» The task
Reproduce word for word everything in the Performance Shipping press release from "About the Company" down to "of historical facts.".

» Excerpted text
━━━━━━━━

Shareholders with shares held in certificate form will receive instructions from the Company’s exchange agent, Computershare, for exchanging their stock certificates for a new certificate representing the shares of common stock resulting from the reverse stock split.
Additional information about the reverse stock split can be found in the Company’s proxy statement mailed to shareholders on or around October 1, 2020, a copy of which was furnished to the U.S. Securities and Exchange Commission (the “Commission”) on October 2, 2020 on the Company’s Report of Foreign Private Issuer on Form 6-K and is available on the Commission’s website at www.sec.gov.
About the Company
Performance Shipping Inc. is a global provider of shipping transportation services through its ownership of four Aframax tankers. The Company's current fleet of tanker vessels is employed primarily on short to medium term charters with leading energy companies and traders.


Cautionary Statement Regarding Forward-Looking Statements
Matters discussed in this press release may constitute forward-looking statements. The Private Securities Litigation Reform Act of 1995 provides safe harbor protections for forward-looking statements in order to encourage companies to provide prospective information about their business. Forward-looking statements include statements concerning plans, objectives, goals, strategies, future events or performance, and underlying assumptions and other statements, which are other than statements of historical facts.
The Company desires to take advantage of the safe harbor provisions of the Private Securities Litigation Reform Act of 1995 and is including this cautionary statement in connection with this safe harbor legislation. The words "believe," "anticipate," "intends," "estimate," "forecast," "project," "plan," "potential," "may," "should," "expect," "pending" and similar expressions identify forward-looking statements.
The forward-looking statements in this press release are based upon various assumptions, many of which are based, in turn, upon further assumptions, including without limitation, our management's examination of historical operating trends, data contained in our records and other data available from third parties. Although we believe that these assumptions were reasonable when made, because these assumptions are inherently subject to significant uncertainties and contingencies which are difficult or impossible to predict and are beyond our control, we cannot assure you that we will achieve or accomplish these expectations, beliefs or projections.
In addition to these important factors, other important factors that, in our view, could cause actual results to differ materially from those discussed in the forward-looking statements include the strength of world economies and currencies, general market conditions, including fluctuations in charter rates and vessel values, changes in demand for our vessels, changes in our operating expenses, including bunker prices, dry-docking and insurance costs, the market for our vessels, availability of financing and refinancing, changes in governmental rules and regulations or actions taken by regulatory authorities, potential liability from pending or future litigation, general domestic and international political conditions, the length and severity of the novel coronavirus (COVID-19) pandemic and its impact on the demand for seaborne transportation of petroleum and other types of products, potential disruption of shipping routes due to accidents or political events, vessel breakdowns and instances of off-hires and other factors. Please see our filings with the U.S. Securities and Exchange Commission for a more complete discussion of these and other risks and uncertainties.

━━━━━━━━

» Extracted records
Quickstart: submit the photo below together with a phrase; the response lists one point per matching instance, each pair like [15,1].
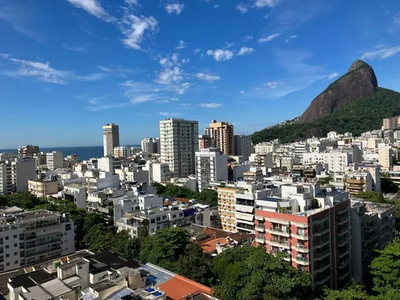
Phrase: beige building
[385,157]
[221,134]
[43,187]
[110,138]
[226,208]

━━━━━━━━

» Result of this task
About the Company
Performance Shipping Inc. is a global provider of shipping transportation services through its ownership of four Aframax tankers. The Company's current fleet of tanker vessels is employed primarily on short to medium term charters with leading energy companies and traders.


Cautionary Statement Regarding Forward-Looking Statements
Matters discussed in this press release may constitute forward-looking statements. The Private Securities Litigation Reform Act of 1995 provides safe harbor protections for forward-looking statements in order to encourage companies to provide prospective information about their business. Forward-looking statements include statements concerning plans, objectives, goals, strategies, future events or performance, and underlying assumptions and other statements, which are other than statements of historical facts.